Segment Start: EXTRACTED DATA
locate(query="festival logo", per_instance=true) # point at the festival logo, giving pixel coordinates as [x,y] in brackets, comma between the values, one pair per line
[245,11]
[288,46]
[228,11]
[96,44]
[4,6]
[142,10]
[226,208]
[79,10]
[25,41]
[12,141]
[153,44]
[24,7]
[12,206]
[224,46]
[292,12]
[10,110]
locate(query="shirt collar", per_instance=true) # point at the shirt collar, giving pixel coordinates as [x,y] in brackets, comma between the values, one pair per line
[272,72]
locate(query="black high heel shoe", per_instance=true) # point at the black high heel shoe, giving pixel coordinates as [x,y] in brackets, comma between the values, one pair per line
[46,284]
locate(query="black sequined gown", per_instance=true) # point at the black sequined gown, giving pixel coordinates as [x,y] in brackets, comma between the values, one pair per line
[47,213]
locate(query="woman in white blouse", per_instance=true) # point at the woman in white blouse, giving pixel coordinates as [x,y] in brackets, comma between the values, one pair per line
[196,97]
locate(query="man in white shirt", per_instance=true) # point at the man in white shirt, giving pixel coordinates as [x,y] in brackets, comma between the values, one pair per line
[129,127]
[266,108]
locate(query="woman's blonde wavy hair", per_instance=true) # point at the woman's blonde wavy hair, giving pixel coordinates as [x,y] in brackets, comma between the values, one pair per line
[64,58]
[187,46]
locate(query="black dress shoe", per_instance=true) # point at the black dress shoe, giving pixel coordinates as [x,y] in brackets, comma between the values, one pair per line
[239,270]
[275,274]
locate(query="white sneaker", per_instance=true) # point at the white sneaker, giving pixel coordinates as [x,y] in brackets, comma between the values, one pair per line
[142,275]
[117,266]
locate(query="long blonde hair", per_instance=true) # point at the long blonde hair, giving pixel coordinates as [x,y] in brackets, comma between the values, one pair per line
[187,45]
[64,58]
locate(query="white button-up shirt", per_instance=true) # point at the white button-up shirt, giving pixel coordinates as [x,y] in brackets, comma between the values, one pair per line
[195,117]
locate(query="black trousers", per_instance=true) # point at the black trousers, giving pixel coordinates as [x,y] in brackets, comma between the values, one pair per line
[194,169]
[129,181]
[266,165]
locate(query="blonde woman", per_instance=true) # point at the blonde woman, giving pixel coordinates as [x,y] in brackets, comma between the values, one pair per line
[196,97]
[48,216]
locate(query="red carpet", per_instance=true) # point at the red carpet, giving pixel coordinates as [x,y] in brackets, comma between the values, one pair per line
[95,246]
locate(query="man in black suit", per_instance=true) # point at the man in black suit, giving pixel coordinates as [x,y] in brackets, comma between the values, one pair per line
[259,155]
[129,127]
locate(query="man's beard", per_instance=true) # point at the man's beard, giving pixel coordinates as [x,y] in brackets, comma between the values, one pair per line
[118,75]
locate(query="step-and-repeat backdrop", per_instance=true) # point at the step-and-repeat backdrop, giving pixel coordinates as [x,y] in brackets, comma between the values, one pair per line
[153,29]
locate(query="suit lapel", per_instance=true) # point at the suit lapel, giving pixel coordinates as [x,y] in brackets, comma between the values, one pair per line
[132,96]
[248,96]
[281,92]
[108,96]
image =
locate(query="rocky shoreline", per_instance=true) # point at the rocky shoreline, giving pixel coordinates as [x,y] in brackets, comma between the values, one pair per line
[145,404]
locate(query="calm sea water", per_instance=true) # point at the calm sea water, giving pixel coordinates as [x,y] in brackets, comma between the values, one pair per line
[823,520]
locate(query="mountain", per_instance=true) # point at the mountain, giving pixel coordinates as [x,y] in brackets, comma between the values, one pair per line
Segment End: EXTRACTED DATA
Segment Start: EXTRACTED DATA
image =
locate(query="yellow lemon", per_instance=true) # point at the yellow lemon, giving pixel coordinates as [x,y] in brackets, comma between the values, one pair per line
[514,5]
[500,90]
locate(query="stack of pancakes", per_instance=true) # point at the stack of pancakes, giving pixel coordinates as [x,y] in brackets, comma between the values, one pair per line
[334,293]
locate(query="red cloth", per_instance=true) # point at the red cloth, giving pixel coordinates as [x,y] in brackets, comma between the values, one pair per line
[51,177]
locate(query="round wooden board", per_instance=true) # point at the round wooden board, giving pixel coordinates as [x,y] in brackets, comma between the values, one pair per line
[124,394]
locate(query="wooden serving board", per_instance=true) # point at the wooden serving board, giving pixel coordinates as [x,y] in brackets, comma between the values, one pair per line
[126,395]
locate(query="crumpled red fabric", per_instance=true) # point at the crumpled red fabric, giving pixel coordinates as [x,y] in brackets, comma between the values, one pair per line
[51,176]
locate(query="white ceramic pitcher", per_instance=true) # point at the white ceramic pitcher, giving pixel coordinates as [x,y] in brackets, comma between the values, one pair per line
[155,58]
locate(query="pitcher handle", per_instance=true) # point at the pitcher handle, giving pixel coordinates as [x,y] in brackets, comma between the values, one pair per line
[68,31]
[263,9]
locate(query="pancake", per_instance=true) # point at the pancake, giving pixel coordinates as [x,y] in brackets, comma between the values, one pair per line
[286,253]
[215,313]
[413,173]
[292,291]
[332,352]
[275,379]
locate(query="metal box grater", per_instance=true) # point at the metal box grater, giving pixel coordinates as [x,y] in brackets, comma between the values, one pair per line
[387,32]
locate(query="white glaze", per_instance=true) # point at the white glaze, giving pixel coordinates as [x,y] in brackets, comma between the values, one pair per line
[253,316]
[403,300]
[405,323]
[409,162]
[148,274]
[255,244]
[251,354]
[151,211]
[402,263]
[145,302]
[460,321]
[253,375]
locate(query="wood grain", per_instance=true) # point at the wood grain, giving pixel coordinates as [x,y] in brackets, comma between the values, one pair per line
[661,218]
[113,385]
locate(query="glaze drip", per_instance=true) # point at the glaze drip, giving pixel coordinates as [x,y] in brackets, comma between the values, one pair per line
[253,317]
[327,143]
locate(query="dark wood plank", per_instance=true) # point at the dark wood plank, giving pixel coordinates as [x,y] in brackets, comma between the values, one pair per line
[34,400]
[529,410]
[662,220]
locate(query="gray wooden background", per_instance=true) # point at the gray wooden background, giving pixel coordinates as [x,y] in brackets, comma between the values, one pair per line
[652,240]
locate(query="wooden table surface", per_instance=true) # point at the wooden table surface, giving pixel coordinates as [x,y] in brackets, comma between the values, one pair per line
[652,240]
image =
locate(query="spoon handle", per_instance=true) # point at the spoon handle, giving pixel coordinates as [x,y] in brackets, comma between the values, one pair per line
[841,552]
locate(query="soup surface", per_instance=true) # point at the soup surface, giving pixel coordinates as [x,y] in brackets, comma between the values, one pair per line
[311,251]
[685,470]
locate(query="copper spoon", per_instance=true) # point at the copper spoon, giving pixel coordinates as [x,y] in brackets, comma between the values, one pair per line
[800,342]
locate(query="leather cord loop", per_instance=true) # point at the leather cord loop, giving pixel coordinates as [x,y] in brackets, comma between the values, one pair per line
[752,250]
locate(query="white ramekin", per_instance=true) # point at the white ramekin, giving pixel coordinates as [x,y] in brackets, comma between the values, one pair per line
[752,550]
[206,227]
Segment End: EXTRACTED DATA
_TASK DIRECTIONS_
Will you return exactly the lines above from the one with "at the man's" down to the one with "the mountain, giving", counting both as part of the range?

_ANSWER AREA_
locate(query="man's beard", per_instance=true) # point at the man's beard, giving pixel coordinates as [x,y] in brackets, comma between the values, one pair per line
[118,75]
locate(query="step-and-repeat backdrop", per_instance=true) # point at the step-and-repeat backdrop, giving pixel coordinates as [x,y] in brackets, comma between the values, one pair per line
[153,29]
locate(query="suit lapel", per_instance=true) # point at the suit lapel, giving pixel coordinates as [x,y] in brackets, comma between the values, one pair per line
[132,96]
[248,96]
[281,92]
[108,96]
image =
locate(query="rocky shoreline", per_instance=true) # point at the rocky shoreline, giving pixel coordinates as [x,y] in brackets, comma between the values, one pair per line
[145,404]
locate(query="calm sea water", per_instance=true) # point at the calm sea water, giving pixel coordinates as [x,y] in brackets, comma between the values, one pair per line
[823,520]
locate(query="mountain", per_instance=true) # point at the mountain, giving pixel coordinates as [x,y] in brackets, comma between the values, one pair per line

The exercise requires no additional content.